(Source extract):

--- START ---

The Calcutta High Court was hearing a Public Interest Litigation (PIL) filed seeking direction upon the respondent authorities to forthwith ensure that no illegal slaughter of any animal takes place in the State of West Bengal (either in the name of god or otherwise and that no animal slaughter takes place in West Bengal for any purpose apart from serving of food to mankind.

The petitioners also seek a direction upon the respondent authorities to ensure strict compliance of the Prevention of Cruelty to Animals Act, 1960, Transport of Animal Rules, 1978, Prevention of Cruelty to Animals (Slaughterhouse) Rules, 2000 and West Bengal Animal Slaughter Control Act, 1950. The interim orders have also been sought for on the same lines.

What prompted the petitioners to approach the Court at this juncture is on account of a programme organised by the Bolla Kali Mata Temple in Dakshin Dinajpur district called as Bolla Kali Mata Puja Committee. The petitioners’ case is that it has been claimed by the temple committee that more that 10,000 goats will be sacrificed in the open broad day light and during the night time and this cannot be permitted to be done by the State authorities and appropriate action should be taken to ban the entire programme.

Firstly, the division bench of Chief Justice TS Sivagnanam and Justice Hiranmay Bhattacharya noted that petition has been moved on 30.11.23 and it has been listed on 01.12.23 and the programme to be conducted by the temple committee is scheduled to take place 01.12.23 . Therefore, at this end hour, no effective direction for interim orders can be passed and even assuming such orders are passed, the same cannot be implemented effectively. However, considering the larger relief sought for by the petitioners, the Court inclined to entertain the petition.

So far as the interim orders are concerned, the Bench noted the submission of the advocate for the petitioners, who have referred to various rules and in particular, the decision of the Supreme Court in Lakshmi Narain Modi v. Union of India & Ors. reported in (2013) 10 SCC 227. In the said decision, various directives were given by the Supreme Court, some of which are

1) animals not to be slaughtered except in recognised or licensed houses;

2) no person shall slaughter any animal within a municipal area except in a slaughterhouse recognised or licensed by the authority concerned empowered under the law for the time being in force to do so;

3) no animal, which is pregnant, or has an offspring less than three months old, or is under the age of three months or has not been certified by a veterinary doctor that it is in a fit condition to be slaughtered, shall be slaughtered and;

4)no animal shall be slaughtered in a slaughterhouse in sight of other animals.

--- END ---

(Task input):
--- START ---

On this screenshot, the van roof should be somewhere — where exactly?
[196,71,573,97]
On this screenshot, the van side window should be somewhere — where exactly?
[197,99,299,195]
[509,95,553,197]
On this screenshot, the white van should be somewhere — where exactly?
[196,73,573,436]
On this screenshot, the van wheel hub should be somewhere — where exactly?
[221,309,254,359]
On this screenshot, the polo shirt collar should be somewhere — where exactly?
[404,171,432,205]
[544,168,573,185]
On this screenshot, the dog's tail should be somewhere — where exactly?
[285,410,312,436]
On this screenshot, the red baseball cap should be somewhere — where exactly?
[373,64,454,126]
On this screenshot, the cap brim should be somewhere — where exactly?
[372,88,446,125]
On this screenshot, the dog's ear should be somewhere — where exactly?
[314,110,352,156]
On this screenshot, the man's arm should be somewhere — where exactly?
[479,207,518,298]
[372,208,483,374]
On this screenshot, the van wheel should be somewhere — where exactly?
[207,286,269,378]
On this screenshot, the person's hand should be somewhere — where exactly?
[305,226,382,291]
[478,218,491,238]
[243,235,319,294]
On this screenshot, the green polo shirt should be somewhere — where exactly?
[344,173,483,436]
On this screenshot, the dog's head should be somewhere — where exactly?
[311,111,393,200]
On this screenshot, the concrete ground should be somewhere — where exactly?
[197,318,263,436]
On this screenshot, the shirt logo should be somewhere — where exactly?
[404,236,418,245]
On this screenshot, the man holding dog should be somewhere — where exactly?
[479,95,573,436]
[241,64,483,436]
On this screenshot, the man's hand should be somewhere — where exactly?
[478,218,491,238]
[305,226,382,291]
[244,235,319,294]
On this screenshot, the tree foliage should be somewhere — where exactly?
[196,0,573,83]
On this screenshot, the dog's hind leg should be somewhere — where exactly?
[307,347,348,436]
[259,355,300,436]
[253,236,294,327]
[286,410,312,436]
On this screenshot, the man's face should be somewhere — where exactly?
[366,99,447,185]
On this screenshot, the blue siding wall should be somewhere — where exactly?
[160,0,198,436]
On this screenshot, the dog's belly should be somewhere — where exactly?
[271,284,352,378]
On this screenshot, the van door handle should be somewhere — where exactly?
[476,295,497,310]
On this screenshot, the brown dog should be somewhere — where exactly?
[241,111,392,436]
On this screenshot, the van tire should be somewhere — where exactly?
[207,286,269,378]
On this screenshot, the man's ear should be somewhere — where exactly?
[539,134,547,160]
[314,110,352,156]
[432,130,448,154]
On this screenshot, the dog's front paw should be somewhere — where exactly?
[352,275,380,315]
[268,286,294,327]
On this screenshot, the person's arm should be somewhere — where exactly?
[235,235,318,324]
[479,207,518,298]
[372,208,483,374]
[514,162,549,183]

--- END ---
--- START ---

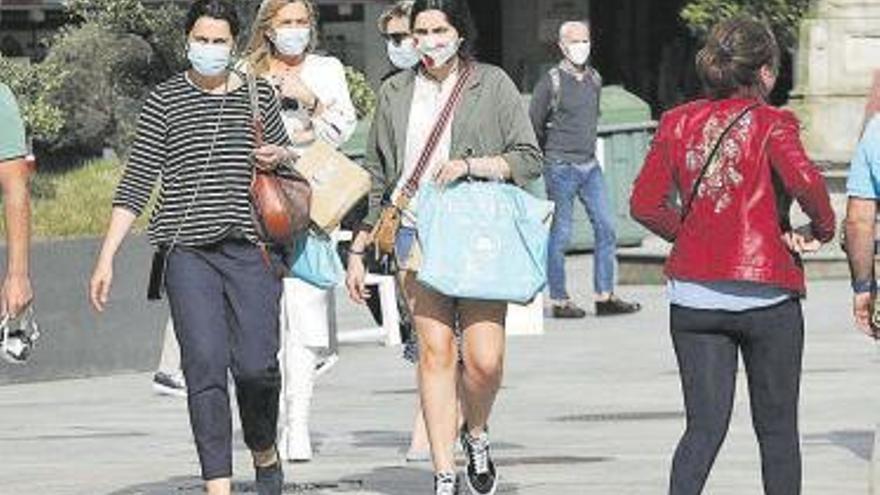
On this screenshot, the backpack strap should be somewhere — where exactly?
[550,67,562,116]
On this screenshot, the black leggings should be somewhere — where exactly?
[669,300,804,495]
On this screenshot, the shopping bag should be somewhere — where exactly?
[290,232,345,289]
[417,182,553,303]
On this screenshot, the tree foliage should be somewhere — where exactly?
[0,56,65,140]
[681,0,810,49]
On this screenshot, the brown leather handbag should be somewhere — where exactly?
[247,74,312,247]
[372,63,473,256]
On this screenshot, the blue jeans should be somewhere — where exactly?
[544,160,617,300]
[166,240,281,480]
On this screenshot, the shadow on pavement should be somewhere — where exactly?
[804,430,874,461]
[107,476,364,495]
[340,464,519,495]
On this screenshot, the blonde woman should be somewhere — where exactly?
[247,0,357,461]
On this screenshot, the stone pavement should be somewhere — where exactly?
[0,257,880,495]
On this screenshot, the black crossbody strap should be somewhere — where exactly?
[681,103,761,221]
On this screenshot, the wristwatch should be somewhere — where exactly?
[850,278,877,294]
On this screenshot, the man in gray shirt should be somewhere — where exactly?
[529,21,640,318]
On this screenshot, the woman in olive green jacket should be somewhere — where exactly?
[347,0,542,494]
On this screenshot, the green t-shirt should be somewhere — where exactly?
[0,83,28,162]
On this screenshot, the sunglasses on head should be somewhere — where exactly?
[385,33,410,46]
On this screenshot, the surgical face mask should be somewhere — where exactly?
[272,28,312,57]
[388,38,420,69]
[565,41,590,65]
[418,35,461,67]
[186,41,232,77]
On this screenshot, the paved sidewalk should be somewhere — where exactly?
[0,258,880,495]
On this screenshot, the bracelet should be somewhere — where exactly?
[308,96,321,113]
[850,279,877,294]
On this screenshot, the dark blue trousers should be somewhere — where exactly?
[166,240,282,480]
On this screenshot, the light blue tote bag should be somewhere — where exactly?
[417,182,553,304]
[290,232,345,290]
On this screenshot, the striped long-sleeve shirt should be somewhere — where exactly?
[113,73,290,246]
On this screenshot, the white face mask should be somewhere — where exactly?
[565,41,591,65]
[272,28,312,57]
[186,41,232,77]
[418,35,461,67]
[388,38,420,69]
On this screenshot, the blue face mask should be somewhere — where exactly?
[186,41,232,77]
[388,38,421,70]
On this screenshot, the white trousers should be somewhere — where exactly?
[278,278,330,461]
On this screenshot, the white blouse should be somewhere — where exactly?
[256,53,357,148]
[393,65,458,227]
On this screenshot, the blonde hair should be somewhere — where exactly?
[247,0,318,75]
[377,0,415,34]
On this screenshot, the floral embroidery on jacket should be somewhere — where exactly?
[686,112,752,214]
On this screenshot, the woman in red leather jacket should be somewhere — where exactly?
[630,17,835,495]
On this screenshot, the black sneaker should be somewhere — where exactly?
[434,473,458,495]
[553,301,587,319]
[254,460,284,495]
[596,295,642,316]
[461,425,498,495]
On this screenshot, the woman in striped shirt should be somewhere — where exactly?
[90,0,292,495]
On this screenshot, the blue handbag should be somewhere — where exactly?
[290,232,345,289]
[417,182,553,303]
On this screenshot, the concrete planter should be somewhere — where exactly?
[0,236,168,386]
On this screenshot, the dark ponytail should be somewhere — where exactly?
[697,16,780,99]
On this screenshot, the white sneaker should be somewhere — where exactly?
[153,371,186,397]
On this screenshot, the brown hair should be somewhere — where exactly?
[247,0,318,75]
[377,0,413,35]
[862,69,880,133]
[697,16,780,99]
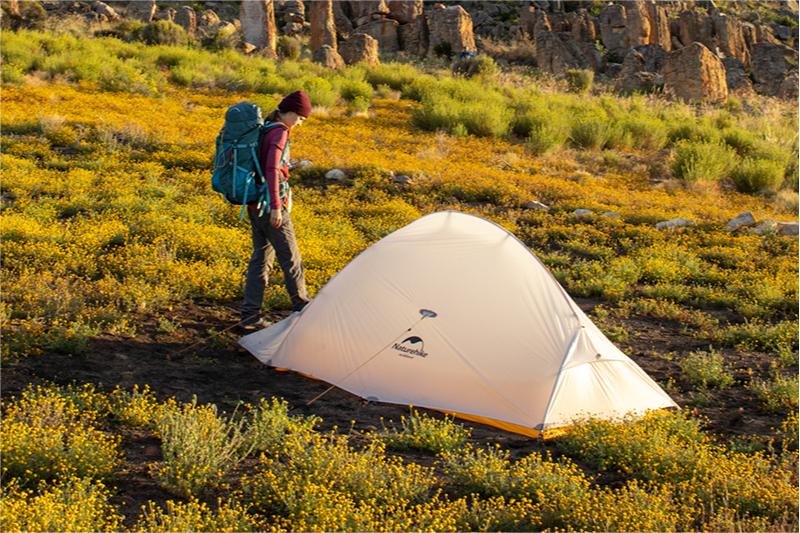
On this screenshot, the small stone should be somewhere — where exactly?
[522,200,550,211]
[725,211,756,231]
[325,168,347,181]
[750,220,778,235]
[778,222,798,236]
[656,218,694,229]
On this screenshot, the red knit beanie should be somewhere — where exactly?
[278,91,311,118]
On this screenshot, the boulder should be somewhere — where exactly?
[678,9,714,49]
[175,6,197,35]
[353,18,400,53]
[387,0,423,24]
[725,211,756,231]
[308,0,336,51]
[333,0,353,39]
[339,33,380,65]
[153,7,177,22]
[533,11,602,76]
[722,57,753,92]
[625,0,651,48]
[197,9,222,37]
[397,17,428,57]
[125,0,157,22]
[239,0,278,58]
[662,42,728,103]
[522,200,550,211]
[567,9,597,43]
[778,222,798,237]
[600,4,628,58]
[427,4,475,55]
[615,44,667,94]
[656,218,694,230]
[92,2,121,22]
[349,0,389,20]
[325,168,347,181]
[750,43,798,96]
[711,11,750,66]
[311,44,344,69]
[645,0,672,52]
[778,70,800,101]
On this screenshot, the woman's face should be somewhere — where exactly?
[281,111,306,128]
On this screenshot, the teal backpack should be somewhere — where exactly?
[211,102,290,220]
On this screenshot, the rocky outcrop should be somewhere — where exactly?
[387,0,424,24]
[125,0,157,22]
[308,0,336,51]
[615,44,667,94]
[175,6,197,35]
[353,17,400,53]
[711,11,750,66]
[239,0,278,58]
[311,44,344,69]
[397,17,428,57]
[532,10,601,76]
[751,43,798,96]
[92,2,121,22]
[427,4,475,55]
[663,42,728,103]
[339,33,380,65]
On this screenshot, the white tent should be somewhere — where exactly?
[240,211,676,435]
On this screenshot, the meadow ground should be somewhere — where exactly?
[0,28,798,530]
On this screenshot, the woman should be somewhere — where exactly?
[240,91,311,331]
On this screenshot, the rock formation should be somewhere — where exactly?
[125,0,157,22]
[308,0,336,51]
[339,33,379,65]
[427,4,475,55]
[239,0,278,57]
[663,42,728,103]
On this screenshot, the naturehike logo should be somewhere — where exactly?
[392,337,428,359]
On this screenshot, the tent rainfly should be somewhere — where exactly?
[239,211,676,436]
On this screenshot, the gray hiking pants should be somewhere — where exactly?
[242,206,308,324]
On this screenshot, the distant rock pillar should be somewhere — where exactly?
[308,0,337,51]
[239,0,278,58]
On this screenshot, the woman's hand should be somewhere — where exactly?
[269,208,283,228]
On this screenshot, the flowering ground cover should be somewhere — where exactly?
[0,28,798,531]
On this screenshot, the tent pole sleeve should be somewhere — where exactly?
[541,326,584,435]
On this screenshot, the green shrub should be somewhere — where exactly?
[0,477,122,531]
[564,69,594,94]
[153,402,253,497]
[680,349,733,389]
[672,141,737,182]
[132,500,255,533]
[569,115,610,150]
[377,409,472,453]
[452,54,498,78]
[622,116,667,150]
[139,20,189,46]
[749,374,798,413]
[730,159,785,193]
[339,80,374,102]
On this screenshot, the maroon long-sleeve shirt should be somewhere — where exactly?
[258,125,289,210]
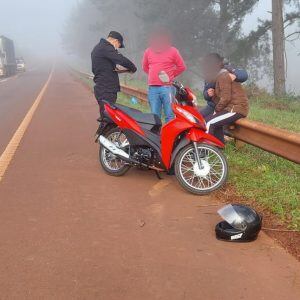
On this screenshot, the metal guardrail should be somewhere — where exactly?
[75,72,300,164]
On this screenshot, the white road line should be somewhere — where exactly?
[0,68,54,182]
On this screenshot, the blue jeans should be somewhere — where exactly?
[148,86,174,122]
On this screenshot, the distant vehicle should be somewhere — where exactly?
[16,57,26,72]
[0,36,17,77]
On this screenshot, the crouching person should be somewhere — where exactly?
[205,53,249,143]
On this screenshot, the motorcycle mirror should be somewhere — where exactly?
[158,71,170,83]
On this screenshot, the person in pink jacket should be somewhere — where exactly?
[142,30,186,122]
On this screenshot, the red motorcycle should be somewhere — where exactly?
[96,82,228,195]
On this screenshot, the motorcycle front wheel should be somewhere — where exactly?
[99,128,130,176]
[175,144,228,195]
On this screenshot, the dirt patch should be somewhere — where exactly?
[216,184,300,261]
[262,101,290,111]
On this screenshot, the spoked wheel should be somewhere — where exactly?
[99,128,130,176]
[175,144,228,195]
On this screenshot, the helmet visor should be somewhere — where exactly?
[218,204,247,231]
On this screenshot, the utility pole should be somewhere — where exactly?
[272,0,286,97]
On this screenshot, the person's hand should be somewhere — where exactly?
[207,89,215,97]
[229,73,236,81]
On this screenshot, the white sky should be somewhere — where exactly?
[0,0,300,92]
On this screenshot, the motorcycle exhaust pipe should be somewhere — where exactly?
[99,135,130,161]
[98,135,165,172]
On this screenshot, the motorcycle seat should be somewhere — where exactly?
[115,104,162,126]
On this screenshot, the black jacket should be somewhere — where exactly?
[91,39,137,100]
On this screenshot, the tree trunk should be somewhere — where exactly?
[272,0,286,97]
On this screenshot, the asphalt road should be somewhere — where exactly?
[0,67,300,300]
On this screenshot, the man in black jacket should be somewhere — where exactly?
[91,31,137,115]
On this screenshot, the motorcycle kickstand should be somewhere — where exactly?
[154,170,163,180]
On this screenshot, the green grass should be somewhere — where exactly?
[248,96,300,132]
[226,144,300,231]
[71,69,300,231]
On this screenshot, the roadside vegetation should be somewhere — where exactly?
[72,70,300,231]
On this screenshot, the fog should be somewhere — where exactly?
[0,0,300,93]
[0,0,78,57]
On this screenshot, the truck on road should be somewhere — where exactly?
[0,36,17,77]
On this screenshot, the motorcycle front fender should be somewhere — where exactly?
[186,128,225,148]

--- END ---

(Objective A): List every act and set of rules that the court report names in the petitioners' request for strict compliance.
(Objective B): Arrange the stretch of the listing from the line that contains "On this screenshot, the motorcycle front fender" through the line that contains "[186,128,225,148]" as a Markdown table with the columns Number and Listing line, leaving out any blank lines.
The listing is unrelated to the court report.

(Correct response A):
- Prevention of Cruelty to Animals Act, 1960
- Transport of Animal Rules, 1978
- Prevention of Cruelty to Animals (Slaughterhouse) Rules, 2000
- West Bengal Animal Slaughter Control Act, 1950

(Correct response B):
| Number | Listing line |
|---|---|
| 1 | On this screenshot, the motorcycle front fender should be somewhere — where exactly? |
| 2 | [186,128,225,148] |